Trecho da página:
_ _ _ _ _ _ _

O filme está disponível na HBO Max e ganhou prêmios em Cannes e Sundance. Se vitorioso no Oscar, será o primeiro documentário sobre pássaros desde "A Marcha dos Pinguins", de 2005.

A ideia do documentário não veio diretamente do encontro com os irmãos, mas de uma vontade de olhar para os céus de Nova Déli, sempre pontuados por milhafres-pretos, uma ave diurna da mesma família que os gaviões e abutres, habitué dos grandes lixões da região.

"Quando você mora em Déli, o ar tem uma espécie de presença assustadora, de preponderância pesada. Todo mundo está sempre um pouco preocupado com isso", diz Sen. "Estava interessado em fazer algo sobre o ar e também me interessava filosoficamente pelas relações humanas não humanas, na vida aviária."

"Uma vez que vi o trabalho singular dos irmãos, e uma vez que fui parar naquele porão… É inerentemente cinematográfico e fascinante. Foi assim que começou", afirma.

_ _ _ _ _ _ _

Extratos de dados:
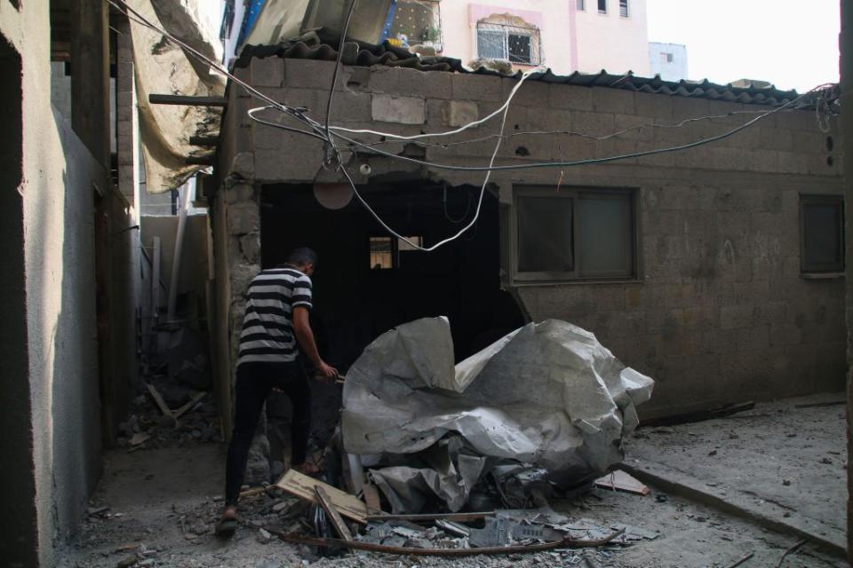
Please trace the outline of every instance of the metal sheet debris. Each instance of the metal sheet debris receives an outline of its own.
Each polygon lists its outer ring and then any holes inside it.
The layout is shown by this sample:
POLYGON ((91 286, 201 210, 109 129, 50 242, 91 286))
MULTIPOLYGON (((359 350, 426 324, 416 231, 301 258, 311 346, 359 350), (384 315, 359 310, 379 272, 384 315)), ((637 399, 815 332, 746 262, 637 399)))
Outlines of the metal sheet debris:
POLYGON ((347 372, 344 448, 371 456, 363 462, 376 464, 371 477, 395 513, 435 497, 458 511, 487 474, 519 464, 545 474, 514 476, 522 489, 591 482, 622 461, 654 384, 556 320, 453 360, 447 319, 423 319, 380 335, 347 372))

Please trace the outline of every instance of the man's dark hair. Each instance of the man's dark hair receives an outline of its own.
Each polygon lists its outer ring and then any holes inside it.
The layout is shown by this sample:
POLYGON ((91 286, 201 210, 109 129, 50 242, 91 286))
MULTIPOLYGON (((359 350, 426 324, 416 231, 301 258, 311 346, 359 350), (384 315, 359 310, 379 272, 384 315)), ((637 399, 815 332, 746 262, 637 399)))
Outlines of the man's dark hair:
POLYGON ((287 264, 292 264, 293 266, 297 266, 299 264, 307 264, 309 263, 316 267, 317 253, 314 252, 307 247, 299 247, 294 248, 287 256, 287 264))

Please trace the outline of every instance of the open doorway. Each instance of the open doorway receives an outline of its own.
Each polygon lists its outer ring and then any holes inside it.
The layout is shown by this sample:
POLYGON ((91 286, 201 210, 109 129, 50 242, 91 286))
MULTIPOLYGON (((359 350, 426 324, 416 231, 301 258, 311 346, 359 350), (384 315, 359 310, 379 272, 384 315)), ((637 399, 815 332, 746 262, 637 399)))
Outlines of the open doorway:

_ _ _ _ _ _ _

Tarefas do exercício:
1. Segundo o trecho sobre o documentário, em quais festivais o filme ganhou prêmios?
2. Continue o trecho sobre o documentário a partir da última frase mostrada.

Respostas esperadas:
1. Em Cannes e Sundance.

2.
No filme, Nadeem e Saud contam que alimentar os milhafres-pretos é uma tradição muçulmana que rende créditos religiosos. Quando pequenos, a família costumava levá-los para alimentar os pássaros. Quando um aparece machucado e é levado a um veterinário, os irmãos ficam chateados que o médico não o aceita por se tratar de um animal não vegetariano. A dupla resolve então aprender sozinha a tratar dos animais descriminados.

Nadeem e Saud também lidam com sua própria dose de preconceito. Em meio à situação precária da moradia e falta de dinheiro para manter a clínica, as famílias precisam navegar protestos violentos entre hindus e muçulmanos que estouraram na cidade em 2020 por conta de uma polêmica lei de cidadania.

Para o diretor, não se trata de um filme de natureza, gênero do qual ninguém tinha experiência na equipe. "As ambições do filme eram muito mais filosóficas", afirma o diretor indiano. "A ideia principal era mostrar uma espécie de simultaneidade, mostrar o emaranhado entre a vida humana e a não humana na cidade."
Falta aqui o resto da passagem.